--- START OF DOCUMENT EXTRACT ---

Question

Write the equation in vertex form and then find the vertex, focus, and directrix of a parabola with equation x=y^2+18y-2

Answer 1

Answer:

Part 1) The vertex is the point (-83,-9)

Part 2) The focus is the point (-82.75,-9)

Part 3) The directrix is $x=-83.25$

Step-by-step explanation:

step 1

Find the vertex

we know that

The equation of a horizontal parabola in the standard form is equal to

$(y - k)^{2}=4p(x - h)$

where

p≠ 0.

(h,k) is the vertex

(h + p, k) is the focus

x=h-p is the directrix

In this problem we have

$x=y^{2} +18y-2$

Convert to standard form

$x+2=y^{2} +18y$

$x+2+81=y^{2} +18y+81$

$x+83=(y+9)^{2}$

so

This is a horizontal parabola open to the right

(h,k) is the point (-83,-9)

--- END OF DOCUMENT EXTRACT ---

**AIM**
In the parabola solution, what point is given as the focus?

--- START OF ROWS ---

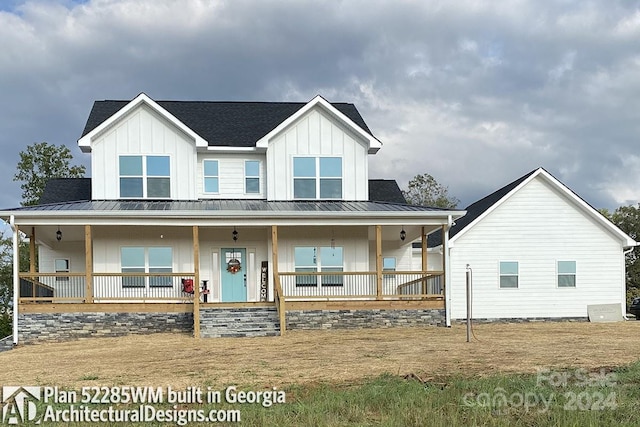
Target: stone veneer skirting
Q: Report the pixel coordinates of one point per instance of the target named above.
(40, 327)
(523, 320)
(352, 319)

--- END OF ROWS ---
--- START OF ROWS ---

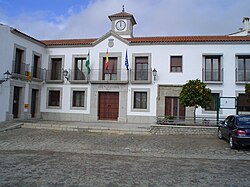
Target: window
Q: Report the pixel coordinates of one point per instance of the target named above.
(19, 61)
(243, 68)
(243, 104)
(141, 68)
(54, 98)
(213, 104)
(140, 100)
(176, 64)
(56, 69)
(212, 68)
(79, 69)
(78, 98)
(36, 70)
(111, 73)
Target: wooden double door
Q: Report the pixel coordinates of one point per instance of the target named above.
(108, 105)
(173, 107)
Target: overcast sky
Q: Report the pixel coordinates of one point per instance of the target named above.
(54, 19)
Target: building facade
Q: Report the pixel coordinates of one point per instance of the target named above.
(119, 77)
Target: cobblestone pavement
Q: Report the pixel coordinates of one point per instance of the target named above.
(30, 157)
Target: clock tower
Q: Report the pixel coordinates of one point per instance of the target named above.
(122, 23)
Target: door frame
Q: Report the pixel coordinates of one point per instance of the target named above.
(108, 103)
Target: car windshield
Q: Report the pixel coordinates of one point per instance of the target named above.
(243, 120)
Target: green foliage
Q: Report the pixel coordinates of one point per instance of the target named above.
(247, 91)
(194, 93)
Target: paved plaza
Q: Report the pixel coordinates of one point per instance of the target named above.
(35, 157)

--- END OF ROWS ---

**EXPECTED OUTPUT**
(-82.75, -9)